## GIVEN INSTRUCTION
Quote every line as given.

— Begin MATERIAL FOR THIS EXERCISE —

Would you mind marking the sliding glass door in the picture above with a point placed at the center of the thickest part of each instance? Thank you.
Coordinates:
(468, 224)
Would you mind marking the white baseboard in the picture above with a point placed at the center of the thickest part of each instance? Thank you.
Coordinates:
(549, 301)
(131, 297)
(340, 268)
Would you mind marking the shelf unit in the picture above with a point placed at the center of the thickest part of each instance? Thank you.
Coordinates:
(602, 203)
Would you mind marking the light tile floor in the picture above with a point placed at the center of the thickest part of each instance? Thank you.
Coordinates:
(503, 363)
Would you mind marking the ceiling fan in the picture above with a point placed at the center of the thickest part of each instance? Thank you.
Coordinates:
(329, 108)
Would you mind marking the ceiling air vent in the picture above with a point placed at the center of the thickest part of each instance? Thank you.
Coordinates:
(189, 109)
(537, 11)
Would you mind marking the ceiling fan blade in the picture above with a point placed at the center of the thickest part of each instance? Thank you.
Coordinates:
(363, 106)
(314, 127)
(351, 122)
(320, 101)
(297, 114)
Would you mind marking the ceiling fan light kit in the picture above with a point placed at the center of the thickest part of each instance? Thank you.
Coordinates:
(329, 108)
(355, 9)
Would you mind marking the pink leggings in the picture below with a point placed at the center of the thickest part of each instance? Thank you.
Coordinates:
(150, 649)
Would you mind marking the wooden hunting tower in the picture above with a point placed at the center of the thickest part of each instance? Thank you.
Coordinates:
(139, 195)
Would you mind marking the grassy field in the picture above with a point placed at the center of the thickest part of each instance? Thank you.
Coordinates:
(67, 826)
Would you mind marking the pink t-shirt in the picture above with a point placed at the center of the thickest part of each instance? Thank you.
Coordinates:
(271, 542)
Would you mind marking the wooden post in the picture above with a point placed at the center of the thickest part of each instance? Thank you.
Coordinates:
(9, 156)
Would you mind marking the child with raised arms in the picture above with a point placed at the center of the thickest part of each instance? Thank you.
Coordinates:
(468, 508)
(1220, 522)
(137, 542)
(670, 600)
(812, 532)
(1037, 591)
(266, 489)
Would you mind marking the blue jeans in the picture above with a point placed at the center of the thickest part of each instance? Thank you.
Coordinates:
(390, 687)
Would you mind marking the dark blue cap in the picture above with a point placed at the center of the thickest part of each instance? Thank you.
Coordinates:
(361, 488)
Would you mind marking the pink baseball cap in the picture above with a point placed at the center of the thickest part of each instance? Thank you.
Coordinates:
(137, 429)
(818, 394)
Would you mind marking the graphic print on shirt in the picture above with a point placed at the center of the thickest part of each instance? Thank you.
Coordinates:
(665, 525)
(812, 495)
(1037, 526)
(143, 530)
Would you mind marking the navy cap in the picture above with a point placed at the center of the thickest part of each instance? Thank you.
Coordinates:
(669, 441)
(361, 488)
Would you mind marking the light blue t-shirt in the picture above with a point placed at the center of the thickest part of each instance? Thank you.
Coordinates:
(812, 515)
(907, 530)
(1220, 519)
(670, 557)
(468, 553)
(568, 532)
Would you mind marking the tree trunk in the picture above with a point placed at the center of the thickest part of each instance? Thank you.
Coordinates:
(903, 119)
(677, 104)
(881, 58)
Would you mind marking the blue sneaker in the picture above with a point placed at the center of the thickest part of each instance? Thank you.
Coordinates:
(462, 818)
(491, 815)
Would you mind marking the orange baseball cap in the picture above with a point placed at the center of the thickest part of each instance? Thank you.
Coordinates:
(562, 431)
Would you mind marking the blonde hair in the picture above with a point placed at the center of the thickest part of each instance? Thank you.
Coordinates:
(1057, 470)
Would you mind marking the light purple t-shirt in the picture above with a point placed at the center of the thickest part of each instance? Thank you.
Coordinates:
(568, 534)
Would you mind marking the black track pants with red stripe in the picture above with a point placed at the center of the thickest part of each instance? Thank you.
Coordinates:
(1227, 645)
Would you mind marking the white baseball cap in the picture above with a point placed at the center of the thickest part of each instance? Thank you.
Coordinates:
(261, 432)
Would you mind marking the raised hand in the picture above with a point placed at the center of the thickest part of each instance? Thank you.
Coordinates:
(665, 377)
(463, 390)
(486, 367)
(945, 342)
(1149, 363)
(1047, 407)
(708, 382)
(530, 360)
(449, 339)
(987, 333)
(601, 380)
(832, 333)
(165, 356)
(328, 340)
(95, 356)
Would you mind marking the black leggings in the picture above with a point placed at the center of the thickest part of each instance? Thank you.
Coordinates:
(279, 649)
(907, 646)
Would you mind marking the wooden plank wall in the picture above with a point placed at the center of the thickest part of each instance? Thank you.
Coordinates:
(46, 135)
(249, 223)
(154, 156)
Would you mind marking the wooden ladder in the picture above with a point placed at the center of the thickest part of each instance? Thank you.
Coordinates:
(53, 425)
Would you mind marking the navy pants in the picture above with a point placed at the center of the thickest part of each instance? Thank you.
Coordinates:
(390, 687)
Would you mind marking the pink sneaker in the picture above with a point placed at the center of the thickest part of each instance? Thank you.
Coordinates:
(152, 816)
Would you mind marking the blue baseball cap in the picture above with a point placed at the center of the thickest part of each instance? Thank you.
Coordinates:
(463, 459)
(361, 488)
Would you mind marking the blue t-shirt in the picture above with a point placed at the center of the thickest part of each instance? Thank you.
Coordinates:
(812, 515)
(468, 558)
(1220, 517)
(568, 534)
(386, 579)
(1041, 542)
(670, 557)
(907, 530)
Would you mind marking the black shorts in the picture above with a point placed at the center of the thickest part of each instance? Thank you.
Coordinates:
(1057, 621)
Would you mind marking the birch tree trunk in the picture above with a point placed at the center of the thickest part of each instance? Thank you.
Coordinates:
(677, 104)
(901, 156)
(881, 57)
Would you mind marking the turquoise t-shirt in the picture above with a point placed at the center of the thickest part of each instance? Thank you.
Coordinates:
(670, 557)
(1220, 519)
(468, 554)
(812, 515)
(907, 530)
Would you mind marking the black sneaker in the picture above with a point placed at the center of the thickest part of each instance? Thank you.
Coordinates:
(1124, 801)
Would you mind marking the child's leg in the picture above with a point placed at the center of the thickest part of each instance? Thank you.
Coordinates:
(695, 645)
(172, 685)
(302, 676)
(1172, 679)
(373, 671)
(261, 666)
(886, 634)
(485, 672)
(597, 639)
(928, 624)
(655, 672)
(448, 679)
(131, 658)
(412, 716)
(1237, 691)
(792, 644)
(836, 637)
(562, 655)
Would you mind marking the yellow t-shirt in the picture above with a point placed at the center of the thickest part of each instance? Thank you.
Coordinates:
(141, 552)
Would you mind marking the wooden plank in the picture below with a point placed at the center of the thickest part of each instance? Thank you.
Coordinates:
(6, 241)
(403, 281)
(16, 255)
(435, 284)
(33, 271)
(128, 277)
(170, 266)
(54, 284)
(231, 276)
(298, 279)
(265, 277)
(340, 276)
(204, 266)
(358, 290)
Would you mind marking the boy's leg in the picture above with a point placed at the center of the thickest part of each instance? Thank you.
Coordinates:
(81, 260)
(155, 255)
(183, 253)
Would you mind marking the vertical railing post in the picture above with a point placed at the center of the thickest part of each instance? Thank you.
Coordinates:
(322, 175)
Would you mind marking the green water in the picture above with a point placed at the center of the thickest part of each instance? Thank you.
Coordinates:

— End MATERIAL FOR THIS EXERCISE —

## SOLUTION
Would you mind marking the sliding glass door in the picture above with a point placed at the center of the thickest part of each instance? Thank you.
Coordinates:
(468, 224)
Would you mind marking the white baseboard in the picture above with a point placed at the center of the thickest part of each instance? Thank you.
Coordinates:
(549, 301)
(131, 297)
(340, 268)
Would you mind marking the shelf unit in the picture above with a point placed at the center of the thickest part of each instance? Thank you.
Coordinates:
(602, 203)
Would you mind marking the light tile floor in the picture above with a point placed at the center of the thickest part of each instance? Thank you.
Coordinates:
(503, 363)
Would you mind marking the ceiling fan in the picture above with a point placed at the center of the thickest part of each instance? Thank you.
Coordinates:
(329, 108)
Would you mind marking the ceiling air vent in the picture above with a point placed at the center of the thickest part of each instance? Thank you.
Coordinates:
(189, 109)
(537, 11)
Would you mind marking the ceiling fan blade in the picture above with a point placed at the center of the thickest part of each instance? Thank you.
Coordinates:
(363, 106)
(314, 127)
(351, 122)
(320, 101)
(297, 114)
Would you mind marking the ceiling fan light kit in the picture above with a point placed at the center of the thickest part of each instance? Thank you.
Coordinates:
(329, 108)
(355, 9)
Would you mind marking the pink leggings in the picture below with a point placed at the center of the thickest part of each instance? Thank you.
Coordinates:
(150, 649)
Would you mind marking the wooden hunting tower in the picture above with a point placed at the center of the thickest part of each instance? Thank you.
Coordinates:
(139, 195)
Would you mind marking the grassy field in the picture above with a point placed at the center of the thickest part of each instance? Thank you.
Coordinates:
(67, 826)
Would you mind marking the pink t-shirt in the picture above with a point placed at the center of the thickest part of each instance? Thank you.
Coordinates:
(271, 542)
Would you mind marking the wooden post in the picture above with a point placed at the center of the thickest part of each instance? Thank you.
Coordinates:
(9, 156)
Would you mind marking the child with raised arms in the picture above with a point placed at the center of the thickest part of each instance? Thank you.
Coordinates:
(468, 508)
(1220, 522)
(137, 542)
(670, 600)
(812, 532)
(1037, 591)
(266, 489)
Would you mind marking the blue jeans in the picture above with a point placed at the center of the thickest part of each instance? Thank you.
Coordinates:
(390, 687)
Would you mind marking the dark blue cap in the picture above with a point placed at the center of the thickest part of each instance? Thank you.
Coordinates:
(361, 488)
Would you mind marking the pink baseball cap in the picture above with a point placed at the center of the thickest part of each instance? Thank you.
Coordinates:
(137, 429)
(818, 394)
Would you mind marking the graphic print on shirt in the picture above with a point placed at the center of the thickest part of each instance? Thank you.
Coordinates:
(665, 525)
(812, 495)
(1037, 526)
(143, 530)
Would you mind marking the navy cap in the picture above with a point placed at the center of the thickest part of each instance? Thank you.
Coordinates:
(669, 441)
(361, 488)
Would you mind marking the light blue t-shirt in the picture above with a point placed at the center of the thickest part of each instance? Thank you.
Coordinates:
(812, 515)
(907, 530)
(1220, 519)
(670, 557)
(468, 553)
(568, 532)
Would you mind marking the tree trunk in the picture above with a point placed at the center of the thickest part of each instance? Thank you.
Coordinates:
(903, 119)
(677, 104)
(881, 58)
Would you mind marking the blue sneaker in the picture above with a point placed at the center of the thickest part of each instance? Thank you.
Coordinates:
(462, 818)
(491, 815)
Would you mind marking the orange baseball cap in the picture above with a point placed at the center of the thickest part of each instance? Thank you.
Coordinates:
(562, 431)
Would you mind marking the blonde hair in the picture above with a point placed at the center of the thickest part of each instance? Thank you.
Coordinates:
(1057, 470)
Would you mind marking the light purple t-shirt in the picture above with a point placed at the center of the thickest part of each instance? Thank you.
Coordinates:
(568, 534)
Would you mind marking the black track pants with red stripe in the picture above with a point placed at the center of the thickest part of each instance? Thank you.
Coordinates:
(1227, 645)
Would you mind marking the white baseball cap in the picture above with a point placed at the center of the thickest part of each instance? Thank you.
Coordinates:
(261, 432)
Would you mind marking the raised hand in the picture above with a point placed at the center of the thickest part of each instance? Thank you.
Coordinates:
(665, 377)
(463, 390)
(486, 367)
(945, 342)
(1149, 363)
(1047, 407)
(708, 382)
(530, 360)
(449, 339)
(987, 333)
(601, 380)
(832, 333)
(165, 356)
(328, 340)
(95, 356)
Would you mind marking the black leggings in the picture above with a point placed at the center of the thickest part of each instance? Thank you.
Coordinates:
(279, 649)
(907, 646)
Would you mind marking the wooden plank wall in the picture above with a point placed at the center of the thickest part of each instance? Thank you.
Coordinates:
(46, 135)
(249, 223)
(154, 156)
Would you mind marking the wooden ladder in the picture above with a point placed at the center of the thickest part of each instance? Thank you.
Coordinates:
(53, 425)
Would you mind marking the navy pants in the picture above with a point placed at the center of the thickest part of each instance? Thank you.
Coordinates:
(390, 687)
Would you mind marking the pink sneaker in the picture above with a point placed at the center of the thickest part of each instance? Thank you.
Coordinates:
(152, 816)
Would you mind marking the blue baseball cap in the picture above with a point placed at the center of the thickest part of each instance? Thank you.
Coordinates:
(463, 459)
(361, 488)
Would you mind marking the blue t-shirt in the picture above with a point placed at the center of the thickest part of each instance? Thank you.
Coordinates:
(812, 515)
(468, 558)
(1220, 517)
(568, 534)
(386, 579)
(1041, 542)
(670, 557)
(907, 530)
Would you mind marking the black shorts in the picture above with a point placed at the center of the thickest part of each instance? Thank you.
Coordinates:
(1057, 621)
Would you mind marking the birch tree trunk in the picture above with a point placed at the center of the thickest part of each instance? Thank you.
Coordinates:
(677, 104)
(901, 156)
(881, 57)
Would you mind marking the turquoise t-shirt in the picture above with a point placed at the center of the thickest part of each instance? Thank you.
Coordinates:
(670, 557)
(1220, 519)
(468, 554)
(812, 515)
(907, 530)
Would you mind marking the black sneaker in the picture above with a point placed at the center of the thickest part of each instance? Thank you.
Coordinates:
(1124, 801)
Would you mind marking the child's leg in the picture above with a point placed at the center of the thickest part of each instance? Thank you.
Coordinates:
(695, 645)
(172, 685)
(302, 676)
(1172, 679)
(373, 671)
(261, 666)
(886, 634)
(485, 672)
(597, 639)
(928, 624)
(655, 672)
(448, 679)
(131, 658)
(412, 716)
(1237, 691)
(792, 644)
(836, 637)
(562, 655)
Would you mind marking the yellow t-shirt in the picture above with a point placed at the center of the thickest part of each instance? Thank you.
Coordinates:
(141, 552)
Would you mind marking the wooden plank in the picture below with a point placed at the center of the thickest part of each instance? Thank you.
Coordinates:
(6, 241)
(403, 281)
(16, 255)
(435, 284)
(33, 271)
(128, 277)
(170, 266)
(54, 284)
(231, 276)
(298, 279)
(265, 277)
(340, 276)
(204, 266)
(358, 290)
Would you mind marking the boy's leg in the picture above with a point placed at the center of the thickest part of each instance? Thank you.
Coordinates:
(81, 260)
(155, 255)
(183, 253)
Would you mind marking the vertical railing post in the picture above with a point placed at the center of the thickest part of each instance? Thank you.
Coordinates:
(322, 175)
Would you mind marking the green water in the picture above with a point placed at the center of the thickest part of each instance? Thank you.
Coordinates:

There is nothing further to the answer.